═══ RECORDS FOR THE EXERCISE ═══
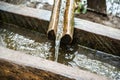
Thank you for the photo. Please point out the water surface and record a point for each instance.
(74, 55)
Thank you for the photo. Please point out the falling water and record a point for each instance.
(60, 29)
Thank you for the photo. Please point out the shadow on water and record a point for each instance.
(75, 55)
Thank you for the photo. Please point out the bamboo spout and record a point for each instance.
(52, 29)
(68, 27)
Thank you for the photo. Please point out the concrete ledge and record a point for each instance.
(97, 36)
(50, 66)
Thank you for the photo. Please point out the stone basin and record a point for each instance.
(85, 34)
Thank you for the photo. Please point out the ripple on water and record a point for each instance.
(73, 55)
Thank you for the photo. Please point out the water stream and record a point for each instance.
(74, 55)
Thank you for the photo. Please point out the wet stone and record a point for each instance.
(11, 71)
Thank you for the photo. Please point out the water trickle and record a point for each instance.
(60, 29)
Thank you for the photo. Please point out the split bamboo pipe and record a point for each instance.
(52, 29)
(68, 25)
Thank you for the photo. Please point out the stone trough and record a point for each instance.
(93, 35)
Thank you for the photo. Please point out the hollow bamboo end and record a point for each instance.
(51, 35)
(66, 39)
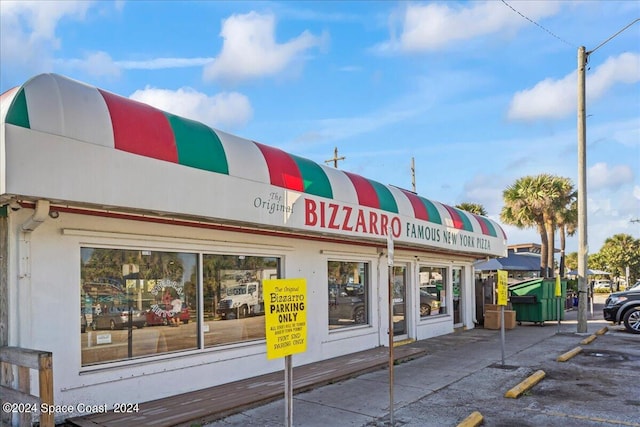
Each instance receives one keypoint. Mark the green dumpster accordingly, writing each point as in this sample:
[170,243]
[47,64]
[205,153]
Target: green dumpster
[535,300]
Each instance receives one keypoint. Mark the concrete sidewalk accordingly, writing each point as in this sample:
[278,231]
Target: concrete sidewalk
[460,373]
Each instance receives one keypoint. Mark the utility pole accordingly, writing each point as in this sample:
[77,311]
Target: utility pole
[413,174]
[335,158]
[583,249]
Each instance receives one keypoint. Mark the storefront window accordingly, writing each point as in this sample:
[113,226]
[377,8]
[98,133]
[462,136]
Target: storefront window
[136,303]
[233,297]
[456,290]
[348,291]
[433,291]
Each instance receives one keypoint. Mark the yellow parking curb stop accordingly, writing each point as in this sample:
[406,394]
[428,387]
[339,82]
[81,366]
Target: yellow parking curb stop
[525,385]
[473,420]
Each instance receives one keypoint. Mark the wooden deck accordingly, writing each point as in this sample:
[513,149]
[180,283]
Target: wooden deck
[213,403]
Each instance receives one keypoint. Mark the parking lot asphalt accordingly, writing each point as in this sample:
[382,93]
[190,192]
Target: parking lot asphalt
[463,372]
═══
> TASK TO COMPLETE
If a record holds a picture, leave the picture out and print everything else exactly.

> RESULT OF THIS EXERCISE
Thank you for the photo. Please point out the water surface and record a point for each instance.
(74, 55)
Thank you for the photo. Please point out the falling water and record a point for each instance.
(60, 29)
Thank you for the photo. Please point out the shadow on water and record a point for each instance.
(75, 55)
Thank you for the photo. Please point out the bamboo spout and record a point for each instance.
(52, 29)
(68, 27)
Thank you for the photo. Please point out the concrete ledge and record a point for each instance.
(97, 36)
(50, 66)
Thank you for the photo. Please point out the stone basin and record a point for each instance.
(85, 34)
Thank you for the photo. Please point out the ripple on water and record a point for each instance.
(73, 55)
Thank you for the photo. Please point out the water stream and record a point for each instance.
(74, 55)
Thank you for the photo. Please point out the wet stone and record a point for each instance.
(11, 71)
Thank you for the photo. Please point out the water trickle and record a point for each instance.
(60, 29)
Thank you for the photo. Please point out the split bamboo pipe and record a point for each instance.
(52, 29)
(68, 25)
Thank you for the photo. Please point out the stone trough and record a point for each instance.
(93, 35)
Thank you for the photo. Please point out the hollow bamboo end and record a point for each instance.
(51, 35)
(66, 39)
Each instance receives one keypoint. Mark the green dumpster accordingly, writing each point as in this sample:
[170,243]
[47,64]
[205,153]
Target: green dumpster
[535,300]
Each instance receives one keypoint. Mark the concrete sidewalk accordingly, writing each point as in this sample:
[278,231]
Target: concrete sidewalk
[460,373]
Each instance receives one keypoint. Mark the utility pole accordingly, writing each point as in this sample:
[77,311]
Target: utility pole
[413,174]
[335,158]
[583,249]
Each instance receives one keypoint. Mark the storefront window accordingly, writing each point as in this sample:
[113,226]
[377,8]
[98,133]
[462,136]
Target: storefront window
[136,303]
[233,297]
[456,290]
[348,291]
[433,291]
Each instance receives one keypoint. Mark the yellow parking curb stop accordingly, writing each point as in this sample:
[406,394]
[428,387]
[339,82]
[81,366]
Target: yellow parking curb stop
[525,385]
[473,420]
Each instance receives one keypoint. Mark the wooden deck accordingly, writing each point as in this sample:
[513,149]
[180,283]
Target: wooden deck
[213,403]
Each instance receives one keypoint. Mark the parking lot asphalt accordingly, writing each point as in this sample:
[382,93]
[190,192]
Target: parking lot asphalt
[463,372]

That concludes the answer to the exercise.